▶ [Exercise] In the blog post about the book "Gospel Medicine," copy the part that begins at "Taylor writes about" and ends after "out to them.", word for word.

▶ [Excerpted text]
Sunday, March 23, 2014

Gospel Medicine: Chapter 4 - Blessed Brokenness

This blog series is based on the book "Gospel Medicine" by Barbara Brown Taylor, an Episcopal minister who has written several books based on her own life and her sermons. "Gospel Medicine" is a book of sermons around the concept that the Gospel of Christ is medicine to the soul. I discovered this book while attending a morning book club at my local United Church and I was blown away by the depth and beauty of Taylor's writing. These posts will be looking at each of the chapters of this particular book. 

I loved this chapter! There is so much wisdom in a few short pages.

Taylor writes about the travelers on the Road to Emmaus who are joined by a stranger. During the journey they speak of Christ and His death and the rumors of His resurrection. The travelers do not believe in the testimony of those who claim they saw Christ expressing their disappointment. It takes the stranger to point things out to them.

Taylor writes: "The Christ is not the undefeated champion; he is the suffering servant, the broken one, who comes into his glory with his wounds still visible. Those hurt places are the proof that he is who he says he is, because the way you recognize the Christ and his followers is not by their muscles but by their scars... Which means they are not to interpret their defeats as failures anymore."

It's very soothing and hopeful to not consider my many scars and my many defeats as failure. My scars and defeats are a by product of living, of not just staying in my room and watching TV but of going out into the world and taking chances and failing because I cared enough to try.

▶ [Data excerpt]

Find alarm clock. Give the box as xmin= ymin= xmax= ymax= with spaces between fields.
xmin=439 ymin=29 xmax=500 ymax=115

▶ [Response to this exercise]
Taylor writes about the travelers on the Road to Emmaus who are joined by a stranger. During the journey they speak of Christ and His death and the rumors of His resurrection. The travelers do not believe in the testimony of those who claim they saw Christ expressing their disappointment. It takes the stranger to point things out to them.